*Source text:*
_ _ _ _ _

COUNTRIES: Spain; Brazil
CONDUCTED BY: Departament de Fisiologia, Facultat de Farmàcia, Universitat de Barcelona, Barcelona, Spain; Unidad de Toxicología y Ecotoxicología del Parc Cientific de Barcelona, Barcelona, Spain; Programa de Pós-Graduação em Farmácia, Universidade Federal de Santa Catarina,Florianópolis, Brazil
PUBLISHED ON: Journal of Photochemistry and Photobiology B: Biology
There has been an increase in the use of botanicals as skin photoprotective agents. Pomegranate (Punica granatum L.) is well known for its high concentration of polyphenolic compounds and for its antioxidant and anti-inflammatory properties.
The aim of this study was to analyze the photoprotection provided by Punica granatum seed oil nanoemulsion entrapping the polyphenol-rich ethyl acetate fraction against UVB-induced DNA damage in the keratinocyte HaCaT cell line. For this purpose, HaCaT cells were pretreated for 1 h with nanoemulsions in a serum-free medium and then irradiated with UVB (90–200 mJ/cm2) rays.
Fluorescence microscopy analysis provided information about the cellular internalization of the nanodroplets. We also determined thein vitro SPF of the nanoemulsions and evaluated their phototoxicity using the 3T3 Neutral Red Uptake Phototoxicity Test.

_ _ _ _ _

*Data shown:*

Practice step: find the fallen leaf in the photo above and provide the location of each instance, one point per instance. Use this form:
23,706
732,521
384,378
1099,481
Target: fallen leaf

_ _ _ _ _

*Exercise brief:* Update the pomegranate study text: reproduce it starting at "The aim of this" and ending after "Uptake Phototoxicity Test.", with "nanodroplets" changed to "nanoparticles".

*Task result:*
The aim of this study was to analyze the photoprotection provided by Punica granatum seed oil nanoemulsion entrapping the polyphenol-rich ethyl acetate fraction against UVB-induced DNA damage in the keratinocyte HaCaT cell line. For this purpose, HaCaT cells were pretreated for 1 h with nanoemulsions in a serum-free medium and then irradiated with UVB (90–200 mJ/cm2) rays.
Fluorescence microscopy analysis provided information about the cellular internalization of the nanoparticles. We also determined thein vitro SPF of the nanoemulsions and evaluated their phototoxicity using the 3T3 Neutral Red Uptake Phototoxicity Test.